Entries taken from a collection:

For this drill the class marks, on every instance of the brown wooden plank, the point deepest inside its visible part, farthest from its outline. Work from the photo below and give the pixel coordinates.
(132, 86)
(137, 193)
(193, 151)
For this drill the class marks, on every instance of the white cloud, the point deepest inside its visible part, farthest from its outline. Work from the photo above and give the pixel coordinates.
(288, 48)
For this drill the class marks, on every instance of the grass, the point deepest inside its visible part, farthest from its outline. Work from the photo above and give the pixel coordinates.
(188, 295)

= EXERCISE DETAILS =
Print every record above exactly as it appears.

= TASK SOLUTION =
For this drill the class marks, on every instance of the brown wooden plank, the point deepest inside its visible part, farthest from its outline. Work from the photo below and give the pixel coordinates.
(132, 86)
(137, 193)
(193, 151)
For this drill the class marks, on every instance of the white cloud, the point deepest inside its visible part, farthest from its outline. Work from the photo above and give the pixel coordinates.
(288, 48)
For this drill the class marks, on every instance of the grass, the point deepest inside its visible part, farthest from its outline. Work from the photo above and give the pixel coordinates.
(188, 295)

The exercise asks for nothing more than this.